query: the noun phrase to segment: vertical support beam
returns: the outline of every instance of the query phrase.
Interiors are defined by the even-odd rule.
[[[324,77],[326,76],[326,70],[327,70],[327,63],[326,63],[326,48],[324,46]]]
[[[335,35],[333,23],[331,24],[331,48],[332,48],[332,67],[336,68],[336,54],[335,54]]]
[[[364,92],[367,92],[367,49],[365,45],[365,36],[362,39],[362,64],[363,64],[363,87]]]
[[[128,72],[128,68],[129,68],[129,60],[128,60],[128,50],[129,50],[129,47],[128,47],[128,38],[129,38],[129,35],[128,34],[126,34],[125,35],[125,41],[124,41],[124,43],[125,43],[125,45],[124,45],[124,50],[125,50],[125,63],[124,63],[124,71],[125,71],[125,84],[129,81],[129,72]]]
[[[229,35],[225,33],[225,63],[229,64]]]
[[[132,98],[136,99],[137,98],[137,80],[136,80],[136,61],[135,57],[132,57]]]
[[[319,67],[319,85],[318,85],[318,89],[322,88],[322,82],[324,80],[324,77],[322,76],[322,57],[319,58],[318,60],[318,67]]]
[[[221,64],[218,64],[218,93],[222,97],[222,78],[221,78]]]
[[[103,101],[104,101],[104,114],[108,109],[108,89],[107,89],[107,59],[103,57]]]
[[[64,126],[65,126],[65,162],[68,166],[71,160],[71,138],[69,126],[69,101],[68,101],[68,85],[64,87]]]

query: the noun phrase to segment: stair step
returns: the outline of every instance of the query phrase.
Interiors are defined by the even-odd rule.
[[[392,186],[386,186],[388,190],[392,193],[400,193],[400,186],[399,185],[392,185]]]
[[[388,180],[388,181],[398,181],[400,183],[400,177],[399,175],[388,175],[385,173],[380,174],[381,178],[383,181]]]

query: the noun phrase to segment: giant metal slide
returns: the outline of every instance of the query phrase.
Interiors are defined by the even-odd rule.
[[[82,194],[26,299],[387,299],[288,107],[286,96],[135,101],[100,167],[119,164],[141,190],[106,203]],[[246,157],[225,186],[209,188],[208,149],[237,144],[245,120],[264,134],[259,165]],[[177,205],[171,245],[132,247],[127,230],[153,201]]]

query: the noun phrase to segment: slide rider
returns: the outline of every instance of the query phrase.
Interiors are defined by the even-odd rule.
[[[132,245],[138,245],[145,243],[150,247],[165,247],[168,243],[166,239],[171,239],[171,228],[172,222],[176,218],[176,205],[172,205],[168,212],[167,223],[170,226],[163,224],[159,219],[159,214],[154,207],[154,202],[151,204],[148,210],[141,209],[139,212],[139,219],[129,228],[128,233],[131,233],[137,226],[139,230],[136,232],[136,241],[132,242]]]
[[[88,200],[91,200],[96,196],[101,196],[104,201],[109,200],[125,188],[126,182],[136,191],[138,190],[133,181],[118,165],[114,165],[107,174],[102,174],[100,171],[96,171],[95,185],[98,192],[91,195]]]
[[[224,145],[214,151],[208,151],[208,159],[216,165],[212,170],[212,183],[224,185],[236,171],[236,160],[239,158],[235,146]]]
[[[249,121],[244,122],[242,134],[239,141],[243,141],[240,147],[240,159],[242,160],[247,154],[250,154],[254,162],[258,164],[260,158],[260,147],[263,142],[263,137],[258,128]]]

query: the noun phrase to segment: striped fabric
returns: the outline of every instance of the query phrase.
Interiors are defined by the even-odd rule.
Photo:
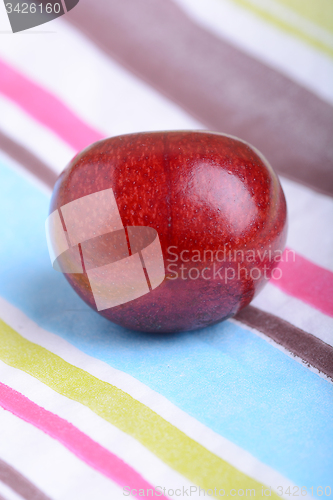
[[[0,500],[333,497],[330,0],[0,6]],[[289,211],[283,278],[232,319],[118,327],[53,271],[53,185],[103,137],[208,129],[258,147]]]

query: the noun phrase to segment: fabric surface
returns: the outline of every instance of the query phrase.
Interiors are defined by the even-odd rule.
[[[0,500],[333,496],[333,10],[328,0],[0,5]],[[289,216],[280,280],[236,317],[152,335],[55,272],[59,173],[118,134],[251,142]]]

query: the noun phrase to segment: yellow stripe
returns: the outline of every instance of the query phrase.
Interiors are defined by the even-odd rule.
[[[277,26],[288,34],[294,35],[302,41],[312,45],[316,49],[324,52],[325,54],[333,57],[333,48],[330,44],[325,43],[324,41],[318,39],[314,34],[309,33],[308,31],[302,29],[301,26],[293,24],[291,21],[288,22],[285,19],[279,18],[276,14],[273,14],[269,11],[269,9],[265,9],[263,6],[255,5],[251,2],[251,0],[232,0],[234,3],[244,7],[251,12],[254,12],[256,15],[260,16],[265,21]],[[285,2],[288,5],[288,0],[281,0],[281,3]],[[296,4],[296,0],[295,0]],[[296,10],[296,9],[295,9]],[[310,14],[309,14],[310,15]],[[324,16],[320,16],[322,18]],[[312,20],[311,20],[312,21]],[[312,21],[313,22],[313,21]],[[318,26],[320,28],[321,26]],[[325,27],[327,30],[327,28]]]
[[[0,359],[59,394],[77,401],[137,439],[191,482],[207,490],[254,489],[262,485],[189,438],[126,392],[73,366],[19,335],[0,320]],[[277,500],[279,497],[272,492]]]
[[[276,0],[280,4],[333,34],[332,0]]]

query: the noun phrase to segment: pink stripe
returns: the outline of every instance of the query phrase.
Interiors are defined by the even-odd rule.
[[[1,382],[0,405],[59,441],[80,460],[119,486],[129,486],[136,490],[154,490],[154,487],[132,467],[93,441],[74,425],[36,405],[30,399]],[[159,498],[167,500],[164,495],[159,496]]]
[[[80,151],[103,134],[87,125],[57,97],[0,59],[0,92]]]
[[[333,273],[286,248],[276,278],[271,283],[288,295],[333,317]]]

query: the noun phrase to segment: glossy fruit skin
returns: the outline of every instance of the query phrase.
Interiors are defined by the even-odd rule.
[[[150,226],[158,232],[166,272],[161,285],[150,293],[99,312],[119,325],[179,332],[217,323],[248,305],[278,265],[268,256],[281,254],[285,245],[285,197],[267,160],[237,138],[170,131],[99,141],[62,172],[50,213],[110,187],[124,226]],[[218,250],[227,252],[217,254]],[[229,259],[221,262],[229,250]],[[255,252],[253,262],[248,258],[250,250]],[[233,261],[235,251],[239,259]],[[188,263],[193,256],[198,259],[198,252],[200,261]],[[243,271],[237,274],[239,263]],[[235,279],[225,280],[226,266],[235,270]],[[254,267],[261,272],[259,279],[254,279],[258,271],[252,277],[249,274]],[[190,268],[197,269],[190,271],[192,277],[199,273],[197,279],[189,278]],[[96,310],[87,275],[65,276]]]

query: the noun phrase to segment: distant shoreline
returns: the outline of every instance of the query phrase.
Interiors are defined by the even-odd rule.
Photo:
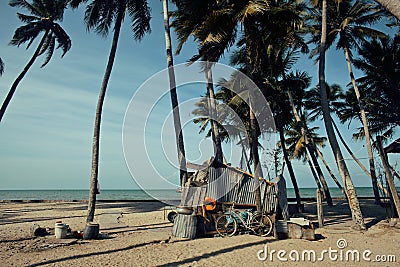
[[[333,200],[345,200],[344,197],[333,197]],[[374,197],[358,197],[358,199],[374,200]],[[381,197],[382,200],[389,199],[388,197]],[[302,201],[312,201],[316,202],[315,197],[304,197],[301,198]],[[179,202],[179,199],[175,200],[158,200],[158,199],[99,199],[98,203],[119,203],[119,202]],[[87,203],[84,199],[0,199],[0,203]],[[288,202],[296,202],[295,198],[288,198]]]

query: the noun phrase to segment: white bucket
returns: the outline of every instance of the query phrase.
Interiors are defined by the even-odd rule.
[[[65,223],[56,223],[54,234],[58,239],[67,237],[67,225]]]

▶ DIRECTIONS FOR THIS TASK
Using the listing above, list every line in which the string "segment" occurs.

▶ EXERCISE ANSWER
query: the noun phrase to segment: vertical support beam
query: the noun phrase to segment: stair step
query: the noun phrase to segment: giant metal slide
query: the noun phrase to segment: slide rider
query: the noun phrase to segment: striped fabric
query: the noun phrase to segment: fabric surface
query: the noun phrase to segment: yellow stripe
query: the noun phrase to segment: pink stripe
query: the noun phrase to segment: glossy fruit skin
query: the noun phrase to segment: distant shoreline
query: the noun phrase to segment: white bucket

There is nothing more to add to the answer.